■ Task description
Reproduce exactly the lines below, from the first one through the line containing "the door window.", and omit any pictures.

■ Dataset entries
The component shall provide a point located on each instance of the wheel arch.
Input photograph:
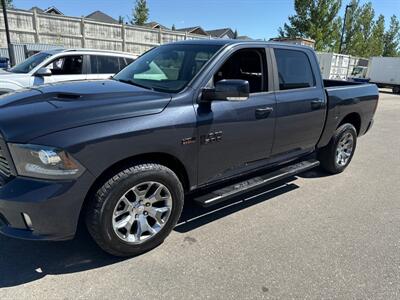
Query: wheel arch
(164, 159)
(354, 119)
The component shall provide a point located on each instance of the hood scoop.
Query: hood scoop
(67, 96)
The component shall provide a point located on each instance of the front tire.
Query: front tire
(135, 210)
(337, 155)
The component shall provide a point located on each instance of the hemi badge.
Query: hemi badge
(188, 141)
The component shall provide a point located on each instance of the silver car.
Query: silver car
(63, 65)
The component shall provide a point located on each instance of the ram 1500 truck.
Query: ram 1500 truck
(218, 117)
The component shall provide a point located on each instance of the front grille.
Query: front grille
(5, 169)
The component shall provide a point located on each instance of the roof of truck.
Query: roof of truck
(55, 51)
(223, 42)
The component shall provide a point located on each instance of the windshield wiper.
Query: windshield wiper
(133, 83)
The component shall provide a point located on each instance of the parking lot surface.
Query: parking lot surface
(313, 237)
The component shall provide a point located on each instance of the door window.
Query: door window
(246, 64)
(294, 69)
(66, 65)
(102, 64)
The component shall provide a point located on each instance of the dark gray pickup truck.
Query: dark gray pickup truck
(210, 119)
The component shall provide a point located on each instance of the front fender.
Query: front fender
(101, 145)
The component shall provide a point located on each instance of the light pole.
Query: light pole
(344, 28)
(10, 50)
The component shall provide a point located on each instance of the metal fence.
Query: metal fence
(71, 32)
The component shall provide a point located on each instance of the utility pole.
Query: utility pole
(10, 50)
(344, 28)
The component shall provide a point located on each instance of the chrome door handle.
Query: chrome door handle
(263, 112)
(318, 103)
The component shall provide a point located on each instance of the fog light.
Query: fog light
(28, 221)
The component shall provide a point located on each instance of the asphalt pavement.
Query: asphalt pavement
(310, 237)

■ Result for this exercise
The component shall provide a point located on each instance of the wheel arch.
Input photograph:
Query: wheel arch
(164, 159)
(354, 119)
The component shall provide a point located on each instance of the hood scoop.
Query: hood scoop
(67, 96)
The component shall provide a point located on each instance of the front tire.
Query: front tire
(135, 210)
(337, 155)
The component shall provide a point located on each instance of the hemi badge.
Query: hemi badge
(188, 141)
The component shall provide a point located on each instance of the silver car.
Query: silver car
(63, 65)
The component shall provide a point located on each instance of the ram 1500 truck.
Query: ram 1500 truck
(218, 117)
The component shall provide a point located on each instance of the front grille.
Query: front grille
(5, 169)
The component shall provide a point located on each instance of the roof of truck.
Query: roof of truck
(55, 51)
(223, 42)
The component shall provide a point located on each instance of the windshield wiper.
Query: windshield wiper
(133, 83)
The component shall provide a point located on each instance of the parking lot surface.
Query: parking lot surface
(313, 237)
The component shall provide a point located on each instance of the door window.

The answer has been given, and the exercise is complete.